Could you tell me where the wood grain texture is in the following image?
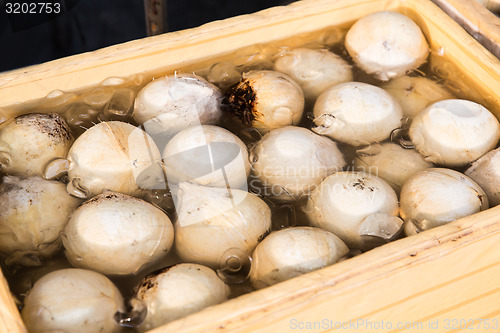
[432,0,500,58]
[0,0,500,333]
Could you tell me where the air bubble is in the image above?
[391,128,415,149]
[99,88,135,122]
[144,189,175,213]
[63,102,98,136]
[82,88,113,109]
[0,151,10,170]
[43,158,70,179]
[67,178,89,199]
[271,204,297,230]
[356,143,382,158]
[240,127,262,142]
[207,62,241,90]
[114,297,148,328]
[217,248,252,284]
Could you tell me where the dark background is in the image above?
[0,0,293,72]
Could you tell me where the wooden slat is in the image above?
[432,0,500,58]
[0,274,26,333]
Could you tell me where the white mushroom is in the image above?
[250,227,349,289]
[382,75,453,119]
[251,126,346,202]
[345,11,429,81]
[22,268,125,333]
[304,172,403,250]
[133,74,222,147]
[400,168,488,235]
[0,113,73,177]
[0,176,81,265]
[63,192,174,275]
[409,99,500,167]
[136,264,230,331]
[354,142,433,192]
[312,82,403,146]
[274,48,353,101]
[465,148,500,207]
[175,183,271,268]
[163,125,250,188]
[45,121,164,198]
[227,70,304,134]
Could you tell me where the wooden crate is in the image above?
[432,0,500,59]
[0,0,500,333]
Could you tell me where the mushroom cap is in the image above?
[409,99,500,167]
[312,82,403,146]
[274,48,353,101]
[345,11,429,81]
[136,264,230,331]
[63,192,174,275]
[21,268,125,333]
[250,227,349,289]
[400,168,488,235]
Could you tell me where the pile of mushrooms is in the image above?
[0,11,500,332]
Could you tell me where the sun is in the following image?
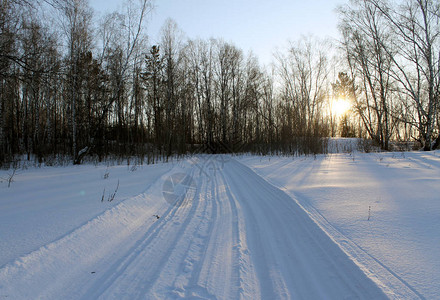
[332,98,351,117]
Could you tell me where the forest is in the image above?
[0,0,440,167]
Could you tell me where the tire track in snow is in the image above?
[225,161,385,299]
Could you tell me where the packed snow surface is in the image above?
[0,152,440,299]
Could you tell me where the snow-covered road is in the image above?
[0,157,390,299]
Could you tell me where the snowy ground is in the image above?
[241,151,440,299]
[0,152,440,299]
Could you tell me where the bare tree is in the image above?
[339,0,395,150]
[369,0,440,150]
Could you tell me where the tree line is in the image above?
[0,0,440,164]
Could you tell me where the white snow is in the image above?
[0,152,440,299]
[241,151,440,299]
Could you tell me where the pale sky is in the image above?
[90,0,347,64]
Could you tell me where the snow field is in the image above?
[0,152,440,299]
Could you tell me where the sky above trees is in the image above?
[90,0,347,65]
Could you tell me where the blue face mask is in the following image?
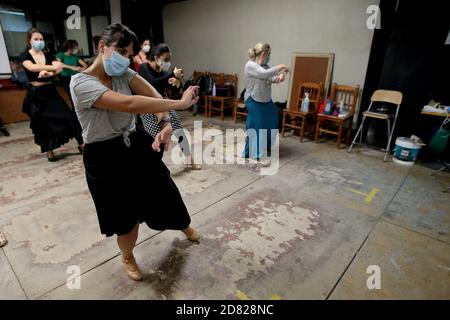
[31,40,45,51]
[103,51,130,77]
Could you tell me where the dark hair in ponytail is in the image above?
[101,23,140,53]
[150,43,170,61]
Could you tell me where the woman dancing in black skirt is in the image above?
[70,23,199,280]
[19,28,83,162]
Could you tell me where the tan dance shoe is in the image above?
[122,257,143,281]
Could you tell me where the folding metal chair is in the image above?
[348,90,403,162]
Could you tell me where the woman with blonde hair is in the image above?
[243,43,289,162]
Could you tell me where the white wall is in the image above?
[109,0,122,23]
[0,24,11,74]
[163,0,379,105]
[64,16,89,55]
[91,16,108,36]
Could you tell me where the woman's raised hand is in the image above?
[173,67,183,79]
[277,64,289,72]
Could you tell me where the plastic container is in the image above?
[394,137,422,165]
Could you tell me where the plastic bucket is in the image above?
[394,137,422,165]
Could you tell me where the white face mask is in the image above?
[157,58,171,72]
[142,44,150,53]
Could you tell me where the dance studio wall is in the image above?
[163,0,379,101]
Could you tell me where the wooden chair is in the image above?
[233,98,247,123]
[205,72,223,117]
[281,82,323,142]
[315,83,359,148]
[348,90,403,162]
[208,74,237,121]
[192,70,208,113]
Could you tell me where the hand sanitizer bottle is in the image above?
[339,99,346,116]
[301,92,309,112]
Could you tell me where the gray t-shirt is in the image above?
[70,69,136,143]
[244,60,280,102]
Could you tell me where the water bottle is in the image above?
[324,99,333,115]
[339,99,347,116]
[301,92,309,112]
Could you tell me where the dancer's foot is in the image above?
[186,157,202,170]
[122,256,142,281]
[182,227,200,242]
[186,163,202,170]
[47,151,56,162]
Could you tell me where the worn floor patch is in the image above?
[173,168,227,197]
[204,195,319,282]
[3,192,104,264]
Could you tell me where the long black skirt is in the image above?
[83,130,191,237]
[22,84,83,152]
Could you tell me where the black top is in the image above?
[139,63,175,97]
[19,50,55,82]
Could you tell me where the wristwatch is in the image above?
[158,115,170,129]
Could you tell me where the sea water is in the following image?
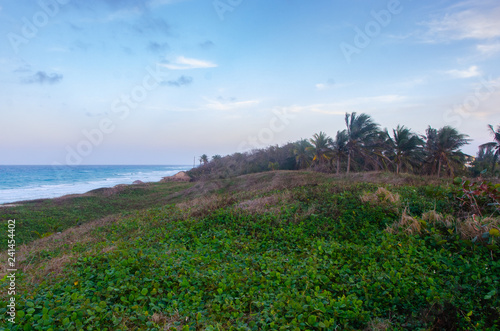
[0,165,192,204]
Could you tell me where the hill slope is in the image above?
[0,171,500,330]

++++++++

— What this task involves —
Write out every one of the records above word for word, leaving the pictures out.

— Full output —
Could you tell me where the wood grain texture is in the following image?
[432,0,500,58]
[0,0,500,333]
Could you tell me where the air bubble is in the image above?
[391,128,415,149]
[99,88,135,122]
[144,189,175,213]
[63,102,98,136]
[82,88,113,109]
[0,151,10,170]
[43,158,70,179]
[67,178,89,199]
[271,204,297,230]
[356,143,382,158]
[240,127,262,142]
[207,62,241,90]
[114,297,148,328]
[217,248,252,284]
Could you tell me where the dark background is in the image above?
[0,0,293,72]
Could you tell me where the wooden slat is in the image above?
[432,0,500,58]
[0,274,26,333]
Could you tell me where the white mushroom is in the image above?
[250,227,349,289]
[382,75,453,119]
[251,126,346,202]
[345,11,429,81]
[22,268,125,333]
[304,172,403,250]
[133,74,222,147]
[400,168,488,235]
[0,113,73,177]
[0,176,81,265]
[63,192,174,275]
[409,99,500,167]
[136,264,230,331]
[354,142,433,192]
[312,82,403,146]
[274,48,353,101]
[465,148,500,207]
[175,183,271,268]
[163,125,250,188]
[45,121,164,198]
[227,70,304,134]
Could you tell me where the wooden crate is in the image above?
[432,0,500,59]
[0,0,500,333]
Could you tell me where the mushroom cap is in the image above?
[409,99,500,167]
[312,82,403,146]
[274,48,353,101]
[345,11,429,81]
[136,264,230,331]
[63,192,174,275]
[21,268,125,333]
[250,227,349,289]
[400,168,488,235]
Could you tell me where the pile of mushrooms is in the image above?
[0,11,500,332]
Could you tell me where the sun is in the following image?
[332,98,351,117]
Could you tell me where the forest is in the image above?
[0,0,440,167]
Could you tell me where the tire track in snow is in the image above?
[225,161,385,299]
Could you tell me where the packed snow surface is in the image above?
[0,152,440,299]
Could you tell me where the snow-covered road is in the image above?
[0,157,390,299]
Could you tell me where the snowy ground is in the image above?
[241,151,440,299]
[0,152,440,299]
Could you tell me where the bare tree is in the image above?
[339,0,395,150]
[369,0,440,150]
Could you tell me where the tree line is in the image above?
[0,0,440,164]
Could you tell me where the white snow is in the image above?
[0,152,440,299]
[241,151,440,299]
Could you tell me where the pale sky is in the image above?
[90,0,347,64]
Could you tell me where the snow field is in the image above?
[0,152,440,299]
Could you tell me where the sky above trees is in the image above?
[90,0,347,65]
Could you tell me where the blue face mask is in the following image?
[31,40,45,51]
[103,51,130,77]
Could you tell me where the dark hair in ponytail is in the image above?
[101,23,140,53]
[150,43,170,61]
Could you tell me where the woman dancing in black skirt is in the image above?
[70,23,199,280]
[19,28,83,162]
Could you tell me where the tan dance shoe is in the image above?
[122,257,143,281]
Could you tell me where the folding metal chair is in the image above?
[348,90,403,162]
Could you tell me where the woman with blonde hair is in the image above?
[243,43,289,162]
Could you tell me where the white wall is in the image above?
[109,0,122,23]
[0,24,11,74]
[163,0,379,105]
[64,16,89,55]
[91,16,108,36]
Could you tell me where the woman's raised hand is in the image above?
[173,67,183,79]
[277,64,289,72]
Could you tell me where the plastic container is in the image above?
[394,137,422,165]
Could you tell me where the plastic bucket is in the image above?
[394,137,422,165]
Could you tell me where the white face mask is in the image above?
[157,58,171,72]
[142,44,150,53]
Could you tell me where the dance studio wall is in the image above?
[163,0,379,101]
Could you tell me where the wooden chair is in the image above?
[233,98,247,123]
[205,72,223,117]
[281,82,323,142]
[315,83,359,148]
[348,90,403,162]
[208,74,237,121]
[192,70,208,113]
Could you tell me where the hand sanitizer bottle is in the image above?
[339,99,346,116]
[301,92,309,112]
Could you tell me where the gray t-shirt is in the image above?
[70,69,136,143]
[244,60,280,102]
Could you tell me where the water bottle is in the image above?
[324,99,333,115]
[339,99,347,116]
[301,92,309,112]
Could you tell me where the dancer's foot is in the image above?
[186,157,202,170]
[122,256,142,281]
[182,227,200,242]
[186,163,202,170]
[47,151,56,162]
Could you tell me where the worn floor patch is in the image above?
[173,168,227,197]
[204,195,319,282]
[3,192,104,264]
Could you tell me where the long black skirt is in the image above?
[83,130,191,237]
[22,84,83,152]
Could you tell me where the black top is in the image above?
[139,63,175,97]
[19,50,55,82]
Could you tell me where the wristwatch is in the image above?
[158,115,170,129]
Could you tell me where the sea water is in the following image?
[0,165,192,204]
Could you tell me where the hill slope is in the image above?
[0,171,500,330]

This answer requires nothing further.